Summary: Security guru Joanna Rutkowska says that Apple's and Microsoft's proprietary operating systems are "badly designed from a security standpoint"; her firm uses GNU/Linux to create Qubes OS

A couple of months ago we saw Eugene Kaspersky slamming Windows for insecurity and this time we find Joanna Rutkowska slamming both Vista 7 and Mac OS X. Interestingly enough, Rutkowska chose GNU/Linux to "provide strong security for desktop computing" ("Mac OS X Problem Puts Up a Block To IPv6," says this new headline from Slashdot, further proving that Mac OS X -- despite its "UNIX" status -- is technically lagging in some areas).

Listed entries:
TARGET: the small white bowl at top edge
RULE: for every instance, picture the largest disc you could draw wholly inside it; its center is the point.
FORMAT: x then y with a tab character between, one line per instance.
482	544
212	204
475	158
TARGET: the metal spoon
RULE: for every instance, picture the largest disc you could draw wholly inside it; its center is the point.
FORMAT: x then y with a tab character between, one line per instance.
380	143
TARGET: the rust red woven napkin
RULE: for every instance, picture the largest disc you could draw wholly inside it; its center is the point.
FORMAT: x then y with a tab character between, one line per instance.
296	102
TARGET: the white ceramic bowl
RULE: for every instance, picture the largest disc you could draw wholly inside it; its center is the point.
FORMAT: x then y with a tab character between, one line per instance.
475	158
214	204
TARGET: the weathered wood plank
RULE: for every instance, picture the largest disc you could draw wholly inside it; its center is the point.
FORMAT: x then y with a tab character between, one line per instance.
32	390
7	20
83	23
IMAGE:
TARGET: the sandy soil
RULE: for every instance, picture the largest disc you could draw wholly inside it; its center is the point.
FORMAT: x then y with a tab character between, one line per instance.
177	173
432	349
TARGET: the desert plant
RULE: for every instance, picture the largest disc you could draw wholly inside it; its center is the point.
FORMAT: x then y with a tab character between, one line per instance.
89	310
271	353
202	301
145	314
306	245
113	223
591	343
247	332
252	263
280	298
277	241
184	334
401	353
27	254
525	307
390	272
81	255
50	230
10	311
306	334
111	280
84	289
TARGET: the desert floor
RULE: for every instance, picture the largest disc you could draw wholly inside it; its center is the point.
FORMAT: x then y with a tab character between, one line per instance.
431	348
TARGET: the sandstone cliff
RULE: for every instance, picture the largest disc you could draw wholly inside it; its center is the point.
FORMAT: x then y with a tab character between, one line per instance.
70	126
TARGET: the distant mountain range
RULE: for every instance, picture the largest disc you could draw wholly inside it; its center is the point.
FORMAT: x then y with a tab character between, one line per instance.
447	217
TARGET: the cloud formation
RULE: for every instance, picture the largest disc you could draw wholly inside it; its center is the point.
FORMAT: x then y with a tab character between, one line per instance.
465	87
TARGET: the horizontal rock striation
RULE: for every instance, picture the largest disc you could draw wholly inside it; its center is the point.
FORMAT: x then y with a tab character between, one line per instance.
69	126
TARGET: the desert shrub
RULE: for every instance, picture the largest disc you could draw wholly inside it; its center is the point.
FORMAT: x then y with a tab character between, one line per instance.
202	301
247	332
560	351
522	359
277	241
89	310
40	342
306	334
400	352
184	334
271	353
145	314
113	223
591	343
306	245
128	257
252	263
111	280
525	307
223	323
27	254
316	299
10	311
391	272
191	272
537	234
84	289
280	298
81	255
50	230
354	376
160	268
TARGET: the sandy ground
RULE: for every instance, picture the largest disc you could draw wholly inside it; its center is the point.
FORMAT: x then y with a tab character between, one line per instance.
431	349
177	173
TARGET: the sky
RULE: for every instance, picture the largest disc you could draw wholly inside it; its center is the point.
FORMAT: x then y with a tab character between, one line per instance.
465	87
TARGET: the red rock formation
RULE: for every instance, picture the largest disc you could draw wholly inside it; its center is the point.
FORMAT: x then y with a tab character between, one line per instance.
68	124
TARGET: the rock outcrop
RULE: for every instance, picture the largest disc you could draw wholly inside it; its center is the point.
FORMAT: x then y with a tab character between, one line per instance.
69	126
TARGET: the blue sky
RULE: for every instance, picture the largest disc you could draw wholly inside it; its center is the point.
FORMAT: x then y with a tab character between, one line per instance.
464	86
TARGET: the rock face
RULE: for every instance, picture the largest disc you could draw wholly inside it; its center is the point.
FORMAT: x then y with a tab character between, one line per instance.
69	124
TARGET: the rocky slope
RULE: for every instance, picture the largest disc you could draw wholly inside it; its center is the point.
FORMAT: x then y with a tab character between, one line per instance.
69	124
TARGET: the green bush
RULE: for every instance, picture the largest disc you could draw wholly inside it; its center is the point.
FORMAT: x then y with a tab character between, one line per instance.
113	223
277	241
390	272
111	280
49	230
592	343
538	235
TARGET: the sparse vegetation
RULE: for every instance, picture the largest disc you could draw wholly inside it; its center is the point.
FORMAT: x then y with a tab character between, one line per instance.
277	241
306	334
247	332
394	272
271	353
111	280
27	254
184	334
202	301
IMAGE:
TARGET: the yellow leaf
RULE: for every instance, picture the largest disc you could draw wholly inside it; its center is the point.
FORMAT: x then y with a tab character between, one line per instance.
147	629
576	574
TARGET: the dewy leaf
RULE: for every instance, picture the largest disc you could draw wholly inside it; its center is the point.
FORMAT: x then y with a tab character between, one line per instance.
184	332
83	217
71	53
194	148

Challenge 1: List every operating system that the text on operating system security names.
Challenge 2: Render this sentence from the text on operating system security in Spanish: "A couple of months ago we saw Eugene Kaspersky slamming Windows for insecurity and this time we find Joanna Rutkowska slamming both Vista 7 and Mac OS X."
Challenge 3: Decide whether each statement agrees with the text on operating system security, answering yes or no and quoting the words that settle it: (a) Rutkowska's firm uses GNU/Linux to create Qubes OS. (b) Eugene Kaspersky criticized Mac OS X for insecurity. (c) Mac OS X is described as technically ahead in every area.

Solution 1: Windows, Vista 7, Mac OS X, GNU/Linux, Qubes OS

Solution 2: Hace un par de meses vimos a Eugene Kaspersky criticar duramente a Windows por su inseguridad, y esta vez encontramos a Joanna Rutkowska criticando duramente tanto a Vista 7 como a Mac OS X.

Solution 3:
(a) Yes: "her firm uses GNU/Linux to create Qubes OS"
(b) No: "Eugene Kaspersky slamming Windows for insecurity"
(c) No: "is technically lagging in some areas"